* _Task to complete_
From the data below, pull out each line that contains the word "hillside", copying those lines in the order they appear.

* _Supplied data_
--- --- ---

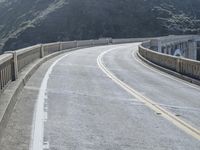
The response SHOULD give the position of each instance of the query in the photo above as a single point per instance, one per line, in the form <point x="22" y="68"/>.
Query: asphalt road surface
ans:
<point x="104" y="98"/>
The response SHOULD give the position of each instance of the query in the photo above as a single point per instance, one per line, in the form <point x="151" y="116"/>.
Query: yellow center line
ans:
<point x="148" y="102"/>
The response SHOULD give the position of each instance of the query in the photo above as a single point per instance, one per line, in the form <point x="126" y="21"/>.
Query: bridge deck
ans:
<point x="85" y="109"/>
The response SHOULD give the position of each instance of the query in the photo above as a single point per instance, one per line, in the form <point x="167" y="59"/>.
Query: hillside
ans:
<point x="27" y="22"/>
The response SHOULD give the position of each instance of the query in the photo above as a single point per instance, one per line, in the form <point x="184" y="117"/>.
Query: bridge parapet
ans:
<point x="183" y="46"/>
<point x="184" y="66"/>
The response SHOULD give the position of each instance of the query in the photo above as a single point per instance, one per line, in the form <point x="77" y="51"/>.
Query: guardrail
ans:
<point x="187" y="67"/>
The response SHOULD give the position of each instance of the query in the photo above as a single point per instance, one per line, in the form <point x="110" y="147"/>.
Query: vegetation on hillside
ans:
<point x="27" y="22"/>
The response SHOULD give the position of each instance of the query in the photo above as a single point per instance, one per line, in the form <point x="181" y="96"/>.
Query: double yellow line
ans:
<point x="148" y="102"/>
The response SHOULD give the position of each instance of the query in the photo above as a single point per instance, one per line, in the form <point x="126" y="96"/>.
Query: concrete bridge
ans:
<point x="108" y="93"/>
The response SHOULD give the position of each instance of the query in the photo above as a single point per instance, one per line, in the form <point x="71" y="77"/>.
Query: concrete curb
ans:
<point x="8" y="98"/>
<point x="178" y="75"/>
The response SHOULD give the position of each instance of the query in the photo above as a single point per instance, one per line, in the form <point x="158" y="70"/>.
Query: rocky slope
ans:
<point x="27" y="22"/>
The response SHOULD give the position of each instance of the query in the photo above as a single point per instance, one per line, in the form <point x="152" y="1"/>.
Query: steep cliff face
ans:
<point x="27" y="22"/>
<point x="18" y="16"/>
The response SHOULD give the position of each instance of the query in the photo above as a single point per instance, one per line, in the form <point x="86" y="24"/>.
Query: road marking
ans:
<point x="148" y="102"/>
<point x="163" y="73"/>
<point x="39" y="114"/>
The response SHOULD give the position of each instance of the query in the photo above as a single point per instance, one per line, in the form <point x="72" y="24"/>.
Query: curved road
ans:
<point x="104" y="98"/>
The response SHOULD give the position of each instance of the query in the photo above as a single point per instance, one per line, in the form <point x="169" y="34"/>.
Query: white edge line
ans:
<point x="38" y="118"/>
<point x="149" y="103"/>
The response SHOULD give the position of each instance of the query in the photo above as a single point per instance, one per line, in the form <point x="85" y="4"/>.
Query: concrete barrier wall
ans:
<point x="101" y="41"/>
<point x="85" y="43"/>
<point x="130" y="40"/>
<point x="68" y="45"/>
<point x="5" y="70"/>
<point x="188" y="67"/>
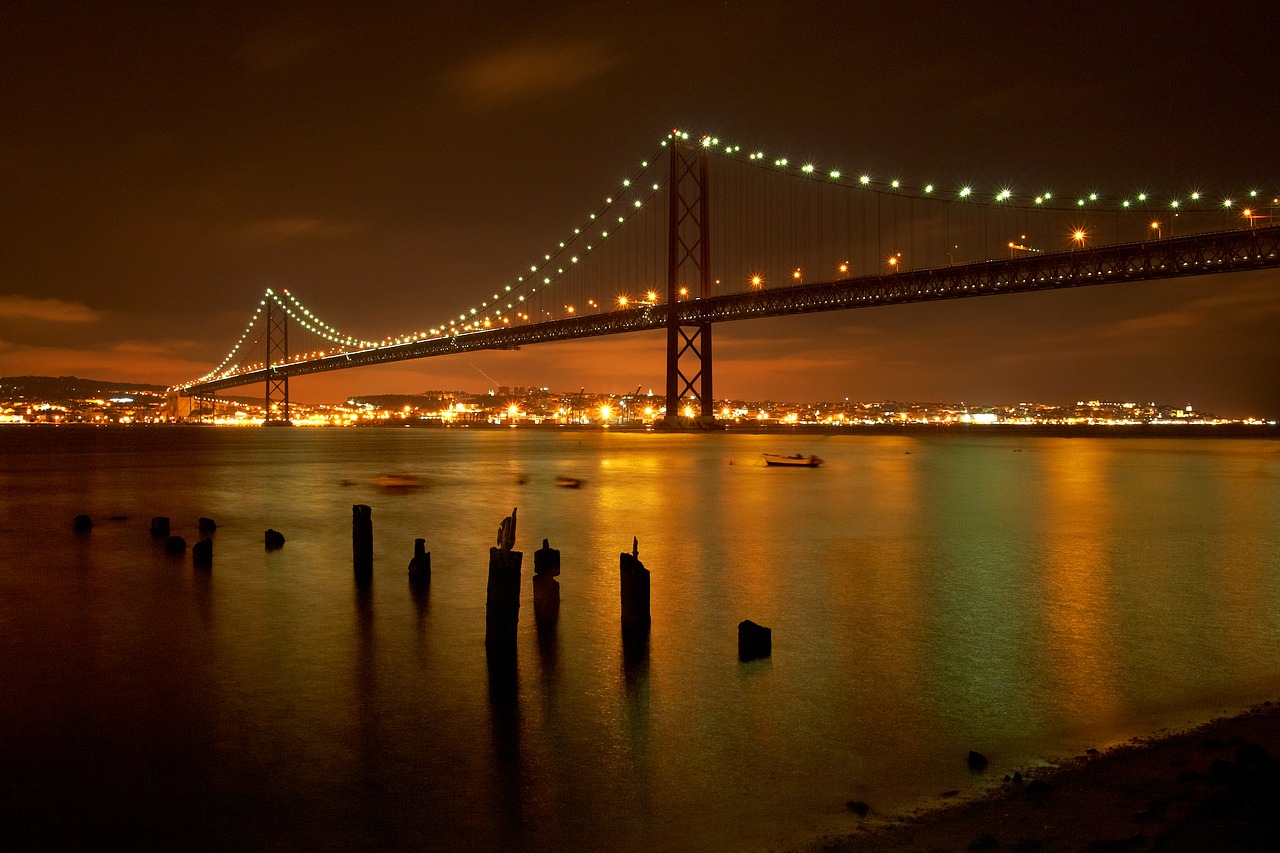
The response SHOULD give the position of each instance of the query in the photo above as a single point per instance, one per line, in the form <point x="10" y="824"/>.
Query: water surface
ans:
<point x="1025" y="597"/>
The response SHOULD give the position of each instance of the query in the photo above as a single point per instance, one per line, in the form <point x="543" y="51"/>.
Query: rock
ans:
<point x="753" y="641"/>
<point x="1037" y="787"/>
<point x="420" y="566"/>
<point x="202" y="553"/>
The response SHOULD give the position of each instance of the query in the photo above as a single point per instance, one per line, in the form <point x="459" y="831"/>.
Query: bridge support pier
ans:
<point x="689" y="254"/>
<point x="277" y="354"/>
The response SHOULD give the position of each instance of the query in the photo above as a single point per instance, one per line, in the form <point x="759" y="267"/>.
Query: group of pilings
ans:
<point x="502" y="591"/>
<point x="502" y="603"/>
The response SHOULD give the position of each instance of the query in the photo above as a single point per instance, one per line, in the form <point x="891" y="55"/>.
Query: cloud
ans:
<point x="534" y="69"/>
<point x="24" y="308"/>
<point x="289" y="228"/>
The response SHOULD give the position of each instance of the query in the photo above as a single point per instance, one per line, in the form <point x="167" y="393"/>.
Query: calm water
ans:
<point x="1025" y="597"/>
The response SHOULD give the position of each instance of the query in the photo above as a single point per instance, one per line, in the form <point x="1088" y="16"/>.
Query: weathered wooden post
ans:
<point x="420" y="566"/>
<point x="502" y="609"/>
<point x="202" y="553"/>
<point x="545" y="587"/>
<point x="362" y="539"/>
<point x="753" y="641"/>
<point x="635" y="591"/>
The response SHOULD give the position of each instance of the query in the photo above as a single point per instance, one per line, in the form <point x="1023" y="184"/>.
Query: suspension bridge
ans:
<point x="705" y="232"/>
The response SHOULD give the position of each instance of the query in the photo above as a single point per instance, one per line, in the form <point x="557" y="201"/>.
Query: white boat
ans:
<point x="796" y="460"/>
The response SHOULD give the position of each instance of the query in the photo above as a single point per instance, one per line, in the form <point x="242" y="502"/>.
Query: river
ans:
<point x="1027" y="597"/>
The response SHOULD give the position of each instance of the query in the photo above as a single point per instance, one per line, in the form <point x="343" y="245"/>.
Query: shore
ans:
<point x="1211" y="788"/>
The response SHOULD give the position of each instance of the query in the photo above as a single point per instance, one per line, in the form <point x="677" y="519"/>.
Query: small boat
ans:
<point x="796" y="460"/>
<point x="398" y="482"/>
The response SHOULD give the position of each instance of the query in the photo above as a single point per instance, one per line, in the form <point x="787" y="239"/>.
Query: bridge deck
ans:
<point x="1156" y="259"/>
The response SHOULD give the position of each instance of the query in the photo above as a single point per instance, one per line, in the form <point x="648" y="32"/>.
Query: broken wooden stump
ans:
<point x="545" y="587"/>
<point x="502" y="606"/>
<point x="635" y="591"/>
<point x="420" y="566"/>
<point x="753" y="641"/>
<point x="362" y="539"/>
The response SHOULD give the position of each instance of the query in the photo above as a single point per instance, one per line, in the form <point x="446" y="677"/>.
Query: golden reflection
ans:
<point x="1077" y="573"/>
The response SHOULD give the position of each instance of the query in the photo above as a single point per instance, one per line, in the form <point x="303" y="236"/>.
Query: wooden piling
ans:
<point x="362" y="538"/>
<point x="635" y="591"/>
<point x="545" y="587"/>
<point x="420" y="566"/>
<point x="502" y="607"/>
<point x="202" y="553"/>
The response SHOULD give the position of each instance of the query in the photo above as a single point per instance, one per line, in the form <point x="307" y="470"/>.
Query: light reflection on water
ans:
<point x="1024" y="597"/>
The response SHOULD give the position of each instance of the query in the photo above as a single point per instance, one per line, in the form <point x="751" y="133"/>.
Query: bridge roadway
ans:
<point x="1170" y="258"/>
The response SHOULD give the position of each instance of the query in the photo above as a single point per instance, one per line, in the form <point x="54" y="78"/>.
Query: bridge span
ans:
<point x="1156" y="259"/>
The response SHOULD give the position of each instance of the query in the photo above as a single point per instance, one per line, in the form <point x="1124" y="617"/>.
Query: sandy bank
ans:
<point x="1211" y="788"/>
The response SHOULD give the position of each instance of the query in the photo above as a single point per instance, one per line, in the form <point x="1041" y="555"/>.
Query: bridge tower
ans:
<point x="689" y="267"/>
<point x="277" y="354"/>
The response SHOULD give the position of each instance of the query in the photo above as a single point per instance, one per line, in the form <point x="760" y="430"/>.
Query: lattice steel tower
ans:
<point x="689" y="260"/>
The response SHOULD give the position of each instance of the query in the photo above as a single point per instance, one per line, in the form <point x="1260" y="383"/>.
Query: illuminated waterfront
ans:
<point x="1027" y="597"/>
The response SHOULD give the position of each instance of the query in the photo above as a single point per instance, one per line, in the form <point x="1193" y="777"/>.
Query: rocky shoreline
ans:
<point x="1211" y="788"/>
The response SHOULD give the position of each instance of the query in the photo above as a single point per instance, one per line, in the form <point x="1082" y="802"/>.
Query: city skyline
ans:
<point x="164" y="168"/>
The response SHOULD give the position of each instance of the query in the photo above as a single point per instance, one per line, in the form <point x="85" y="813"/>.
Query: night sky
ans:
<point x="161" y="164"/>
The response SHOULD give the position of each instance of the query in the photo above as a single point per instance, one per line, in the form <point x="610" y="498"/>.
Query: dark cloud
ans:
<point x="394" y="163"/>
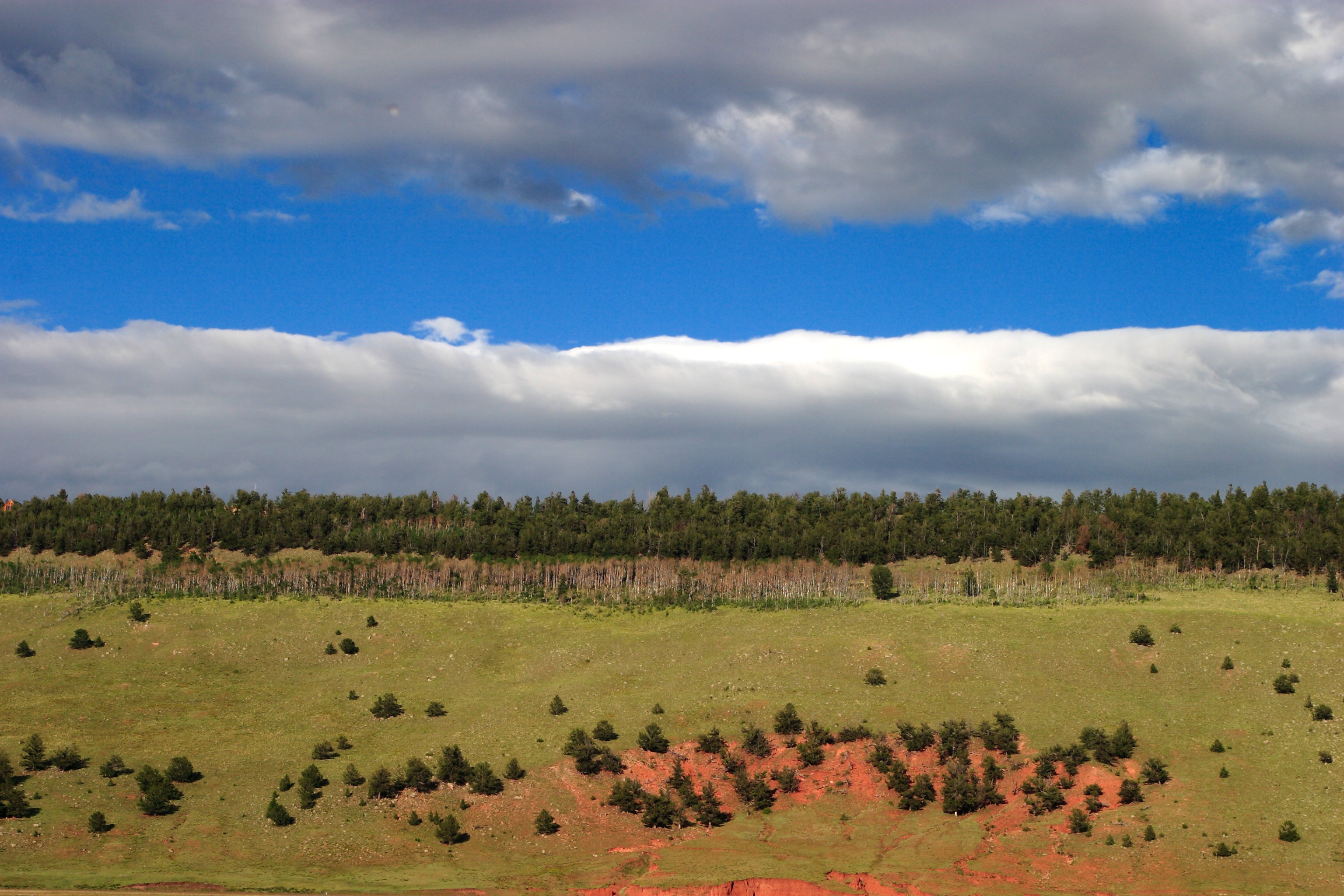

--- --- ---

* _Output for this exercise_
Query: hillside
Query: vegetation on hillside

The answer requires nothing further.